Reproduce the song article's text between "1985 single by" and "Theme or Song.", inclusive.

:: SUPPLIED TEXT ::
■ ■ ■ ■ ■

1985 single by Tina Turner

"We Don't Need Another Hero (Thunderdome)" is a song written by Graham Lyle and Terry Britten. It was recorded by American singer Tina Turner for the soundtrack album to the 1985 film Mad Max Beyond Thunderdome, which starred Mel Gibson and Turner. On the heels of Turner's multiplatinum album Private Dancer (1984), the song was released as an edited 7-inch single, while the full album version was released as a 12-inch single and on the film's soundtrack album. In the United Kingdom, a shaped picture disc was also issued. The power ballad received a Golden Globe Award nomination for Best Original Song and a Grammy Award nomination for Best Female Pop Vocal Performance. In 1986, the song received the Ivor Novello Awards for Best Contemporary Song and Best Film Theme or Song.

==Recording==
Turner was backed by a choral group from King's House School in Richmond, London. One of the choir members who appeared on the recording, Lawrence Dallaglio, became famous as a rugby union star and captain of the England national team.

==Chart performance==
"We Don't Need Another Hero (Thunderdome)" became one of Turner's biggest hit singles. It peaked at number two on September 14, 1985, on the US Billboard Hot 100, behind John Parr's "St. Elmo's Fire (Man in Motion)". It peaked at number three on the UK Singles Chart and topped the charts in Australia, Canada, Poland, Spain, Switzerland and West Germany.

==Music video==

The accompanying music video for "We Don't Need Another Hero (Thunderdome)" features Turner dressed in her Aunty Entity costume from the Mad Max film, a heavy chain mail gown. As several spotlights shine on her, she proceeds to sing atop a platform while various scenes from the film are interspersed. In the last portion of the video, Turner is accompanied by a children's choir and Tim Cappello, her tour saxophonist, percussionist and keyboardist at the time. The music video received an MTV Video Music Award nomination for Best Female Video.

■ ■ ■ ■ ■

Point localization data

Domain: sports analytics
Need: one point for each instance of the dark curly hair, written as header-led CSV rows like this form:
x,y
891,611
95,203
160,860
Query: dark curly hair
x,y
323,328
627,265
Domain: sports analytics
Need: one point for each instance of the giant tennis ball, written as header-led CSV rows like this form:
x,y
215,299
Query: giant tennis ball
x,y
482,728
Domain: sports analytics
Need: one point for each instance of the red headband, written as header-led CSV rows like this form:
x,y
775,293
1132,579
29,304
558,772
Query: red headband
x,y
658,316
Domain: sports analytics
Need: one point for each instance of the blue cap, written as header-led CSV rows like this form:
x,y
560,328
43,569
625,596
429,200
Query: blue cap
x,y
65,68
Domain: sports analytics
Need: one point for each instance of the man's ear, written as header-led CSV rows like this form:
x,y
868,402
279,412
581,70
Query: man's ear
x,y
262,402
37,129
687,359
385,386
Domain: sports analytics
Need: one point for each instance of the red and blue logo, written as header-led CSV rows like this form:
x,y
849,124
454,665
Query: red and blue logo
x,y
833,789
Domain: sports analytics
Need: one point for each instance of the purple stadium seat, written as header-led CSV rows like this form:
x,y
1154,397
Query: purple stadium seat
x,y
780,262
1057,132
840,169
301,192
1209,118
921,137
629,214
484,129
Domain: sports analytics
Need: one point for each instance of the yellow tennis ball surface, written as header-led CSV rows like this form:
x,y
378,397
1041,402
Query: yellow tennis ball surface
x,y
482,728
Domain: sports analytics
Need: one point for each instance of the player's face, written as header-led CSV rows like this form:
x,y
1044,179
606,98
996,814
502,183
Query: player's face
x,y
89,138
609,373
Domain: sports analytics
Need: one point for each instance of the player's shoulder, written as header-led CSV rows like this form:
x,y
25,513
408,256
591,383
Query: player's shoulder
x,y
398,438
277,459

■ ■ ■ ■ ■

:: WRITTEN SOLUTION ::
1985 single by Tina Turner

"We Don't Need Another Hero (Thunderdome)" is a song written by Graham Lyle and Terry Britten. It was recorded by American singer Tina Turner for the soundtrack album to the 1985 film Mad Max Beyond Thunderdome, which starred Mel Gibson and Turner. On the heels of Turner's multiplatinum album Private Dancer (1984), the song was released as an edited 7-inch single, while the full album version was released as a 12-inch single and on the film's soundtrack album. In the United Kingdom, a shaped picture disc was also issued. The power ballad received a Golden Globe Award nomination for Best Original Song and a Grammy Award nomination for Best Female Pop Vocal Performance. In 1986, the song received the Ivor Novello Awards for Best Contemporary Song and Best Film Theme or Song.